Among the entries below, one line contains "positive clicks: (226, 246) (234, 242)" and another contains "box: [500, 464, 715, 568]". Transcribe those two lines and every line between them, exactly.

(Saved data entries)
::::::::::

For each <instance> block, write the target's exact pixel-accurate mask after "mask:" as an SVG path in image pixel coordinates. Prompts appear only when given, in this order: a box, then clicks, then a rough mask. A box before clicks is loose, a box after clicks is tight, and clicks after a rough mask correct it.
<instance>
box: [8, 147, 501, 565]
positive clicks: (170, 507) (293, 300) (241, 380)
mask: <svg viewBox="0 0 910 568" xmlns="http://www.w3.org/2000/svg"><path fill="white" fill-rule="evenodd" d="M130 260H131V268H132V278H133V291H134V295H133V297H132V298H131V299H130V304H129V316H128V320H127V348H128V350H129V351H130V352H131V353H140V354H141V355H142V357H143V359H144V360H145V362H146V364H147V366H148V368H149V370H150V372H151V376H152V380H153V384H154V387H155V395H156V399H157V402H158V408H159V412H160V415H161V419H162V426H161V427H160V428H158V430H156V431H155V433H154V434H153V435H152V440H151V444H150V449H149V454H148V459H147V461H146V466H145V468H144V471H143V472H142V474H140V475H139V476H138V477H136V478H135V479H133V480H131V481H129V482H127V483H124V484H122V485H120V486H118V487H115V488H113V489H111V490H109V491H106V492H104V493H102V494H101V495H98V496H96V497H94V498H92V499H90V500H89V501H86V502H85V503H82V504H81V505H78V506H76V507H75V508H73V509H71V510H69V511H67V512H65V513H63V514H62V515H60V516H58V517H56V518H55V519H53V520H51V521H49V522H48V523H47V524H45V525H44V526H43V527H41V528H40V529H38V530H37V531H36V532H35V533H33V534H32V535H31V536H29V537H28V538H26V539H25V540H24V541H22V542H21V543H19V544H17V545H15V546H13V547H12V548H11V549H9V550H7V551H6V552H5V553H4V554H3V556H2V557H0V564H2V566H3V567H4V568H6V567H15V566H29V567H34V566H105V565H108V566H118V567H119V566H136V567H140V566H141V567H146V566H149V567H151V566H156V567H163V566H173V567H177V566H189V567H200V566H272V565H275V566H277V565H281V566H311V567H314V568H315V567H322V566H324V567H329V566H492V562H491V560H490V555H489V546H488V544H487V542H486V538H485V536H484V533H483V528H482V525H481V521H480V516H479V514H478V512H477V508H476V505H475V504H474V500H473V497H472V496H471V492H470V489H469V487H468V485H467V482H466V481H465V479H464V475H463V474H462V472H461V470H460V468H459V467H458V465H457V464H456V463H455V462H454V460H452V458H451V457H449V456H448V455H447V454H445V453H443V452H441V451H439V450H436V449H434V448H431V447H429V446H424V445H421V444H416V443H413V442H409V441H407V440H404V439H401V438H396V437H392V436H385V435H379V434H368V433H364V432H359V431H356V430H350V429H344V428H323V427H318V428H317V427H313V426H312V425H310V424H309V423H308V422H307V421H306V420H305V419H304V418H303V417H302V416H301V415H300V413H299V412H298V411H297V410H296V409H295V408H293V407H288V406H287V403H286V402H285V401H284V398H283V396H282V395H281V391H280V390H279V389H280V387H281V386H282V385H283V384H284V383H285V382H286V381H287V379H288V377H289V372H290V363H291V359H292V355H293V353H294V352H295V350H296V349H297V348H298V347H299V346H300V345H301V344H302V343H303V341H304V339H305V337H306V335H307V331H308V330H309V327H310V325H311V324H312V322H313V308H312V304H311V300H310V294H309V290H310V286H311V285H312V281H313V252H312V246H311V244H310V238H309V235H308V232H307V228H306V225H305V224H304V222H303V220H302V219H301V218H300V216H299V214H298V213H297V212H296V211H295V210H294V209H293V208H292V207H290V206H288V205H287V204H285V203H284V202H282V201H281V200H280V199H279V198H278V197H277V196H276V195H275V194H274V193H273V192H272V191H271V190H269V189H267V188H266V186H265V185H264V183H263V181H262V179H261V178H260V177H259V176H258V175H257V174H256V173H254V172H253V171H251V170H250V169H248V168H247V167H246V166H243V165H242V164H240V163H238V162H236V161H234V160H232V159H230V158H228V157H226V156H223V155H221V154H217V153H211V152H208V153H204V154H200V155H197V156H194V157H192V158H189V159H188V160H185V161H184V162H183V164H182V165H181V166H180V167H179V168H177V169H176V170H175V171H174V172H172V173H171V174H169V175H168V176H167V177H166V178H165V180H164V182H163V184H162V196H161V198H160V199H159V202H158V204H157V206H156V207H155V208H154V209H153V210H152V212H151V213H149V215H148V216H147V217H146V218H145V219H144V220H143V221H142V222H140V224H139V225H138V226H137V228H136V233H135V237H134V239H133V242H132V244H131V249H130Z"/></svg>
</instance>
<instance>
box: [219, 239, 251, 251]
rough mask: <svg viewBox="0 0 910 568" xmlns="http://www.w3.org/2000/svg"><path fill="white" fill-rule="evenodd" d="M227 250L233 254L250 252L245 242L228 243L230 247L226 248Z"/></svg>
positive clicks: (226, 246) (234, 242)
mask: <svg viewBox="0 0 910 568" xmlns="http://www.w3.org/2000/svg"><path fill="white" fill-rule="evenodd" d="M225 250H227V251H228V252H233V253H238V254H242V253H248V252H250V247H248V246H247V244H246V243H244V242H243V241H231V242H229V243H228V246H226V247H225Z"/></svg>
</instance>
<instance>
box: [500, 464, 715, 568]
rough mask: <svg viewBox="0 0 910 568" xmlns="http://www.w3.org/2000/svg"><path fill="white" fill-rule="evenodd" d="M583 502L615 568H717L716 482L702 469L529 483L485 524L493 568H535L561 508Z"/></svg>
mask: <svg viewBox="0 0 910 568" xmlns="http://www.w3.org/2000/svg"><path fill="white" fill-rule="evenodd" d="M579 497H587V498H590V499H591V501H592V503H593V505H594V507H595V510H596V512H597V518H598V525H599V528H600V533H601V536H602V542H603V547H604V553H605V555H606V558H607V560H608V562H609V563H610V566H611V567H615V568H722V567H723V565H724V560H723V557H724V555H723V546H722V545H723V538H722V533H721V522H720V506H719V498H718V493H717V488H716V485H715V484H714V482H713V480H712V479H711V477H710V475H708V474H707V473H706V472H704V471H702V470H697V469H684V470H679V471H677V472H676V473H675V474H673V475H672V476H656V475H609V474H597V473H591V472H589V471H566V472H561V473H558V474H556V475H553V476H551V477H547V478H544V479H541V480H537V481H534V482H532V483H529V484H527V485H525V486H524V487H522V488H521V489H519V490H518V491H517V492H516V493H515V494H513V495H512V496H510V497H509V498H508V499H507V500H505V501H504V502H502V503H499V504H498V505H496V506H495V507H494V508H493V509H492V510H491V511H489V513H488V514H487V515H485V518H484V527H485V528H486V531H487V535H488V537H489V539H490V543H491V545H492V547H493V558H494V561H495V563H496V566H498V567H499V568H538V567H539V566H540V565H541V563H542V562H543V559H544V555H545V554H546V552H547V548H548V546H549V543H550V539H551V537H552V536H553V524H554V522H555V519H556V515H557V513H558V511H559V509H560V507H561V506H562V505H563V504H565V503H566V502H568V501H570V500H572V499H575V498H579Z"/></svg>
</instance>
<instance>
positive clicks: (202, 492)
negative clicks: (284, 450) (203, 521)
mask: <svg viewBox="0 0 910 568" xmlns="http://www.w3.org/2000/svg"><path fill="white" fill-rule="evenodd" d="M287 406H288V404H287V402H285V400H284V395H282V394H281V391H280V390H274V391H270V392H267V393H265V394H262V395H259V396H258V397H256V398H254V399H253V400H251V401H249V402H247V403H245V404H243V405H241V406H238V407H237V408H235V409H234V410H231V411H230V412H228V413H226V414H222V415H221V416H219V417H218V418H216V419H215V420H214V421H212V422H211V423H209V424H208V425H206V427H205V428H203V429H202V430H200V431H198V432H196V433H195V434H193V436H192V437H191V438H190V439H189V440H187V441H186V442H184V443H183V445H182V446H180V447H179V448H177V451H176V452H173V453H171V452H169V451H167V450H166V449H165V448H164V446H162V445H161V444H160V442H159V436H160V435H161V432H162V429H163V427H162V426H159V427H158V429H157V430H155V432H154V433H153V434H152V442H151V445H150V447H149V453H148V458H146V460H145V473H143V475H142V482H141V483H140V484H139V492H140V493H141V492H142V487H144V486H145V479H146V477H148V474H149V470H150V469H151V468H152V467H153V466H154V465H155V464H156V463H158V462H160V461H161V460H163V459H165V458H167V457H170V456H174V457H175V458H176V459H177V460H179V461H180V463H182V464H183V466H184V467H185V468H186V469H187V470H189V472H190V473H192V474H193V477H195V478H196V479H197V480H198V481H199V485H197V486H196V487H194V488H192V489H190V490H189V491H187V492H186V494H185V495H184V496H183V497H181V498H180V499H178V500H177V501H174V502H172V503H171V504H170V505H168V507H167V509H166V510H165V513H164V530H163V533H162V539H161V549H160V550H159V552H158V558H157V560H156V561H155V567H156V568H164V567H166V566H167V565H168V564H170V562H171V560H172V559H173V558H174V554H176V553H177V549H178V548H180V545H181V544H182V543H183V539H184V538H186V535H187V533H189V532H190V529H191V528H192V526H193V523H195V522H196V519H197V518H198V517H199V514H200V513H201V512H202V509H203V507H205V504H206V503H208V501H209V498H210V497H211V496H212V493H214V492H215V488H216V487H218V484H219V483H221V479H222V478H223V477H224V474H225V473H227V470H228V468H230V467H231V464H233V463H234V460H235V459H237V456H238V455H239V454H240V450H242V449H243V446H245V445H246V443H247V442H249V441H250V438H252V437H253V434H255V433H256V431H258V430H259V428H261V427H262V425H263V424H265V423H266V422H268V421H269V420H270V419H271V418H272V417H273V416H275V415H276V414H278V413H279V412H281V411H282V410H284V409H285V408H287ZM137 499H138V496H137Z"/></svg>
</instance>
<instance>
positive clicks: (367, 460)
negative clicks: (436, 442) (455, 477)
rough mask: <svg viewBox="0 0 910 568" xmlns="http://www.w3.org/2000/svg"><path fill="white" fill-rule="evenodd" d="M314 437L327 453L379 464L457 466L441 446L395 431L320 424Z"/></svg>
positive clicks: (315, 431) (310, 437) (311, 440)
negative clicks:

::::::::::

● **TASK RESPONSE**
positive clicks: (226, 246) (234, 242)
mask: <svg viewBox="0 0 910 568" xmlns="http://www.w3.org/2000/svg"><path fill="white" fill-rule="evenodd" d="M225 250H227V251H228V252H233V253H238V254H242V253H248V252H250V247H248V246H247V244H246V243H244V242H243V241H231V242H229V243H228V246H226V247H225Z"/></svg>
</instance>
<instance>
box: [500, 464, 715, 568]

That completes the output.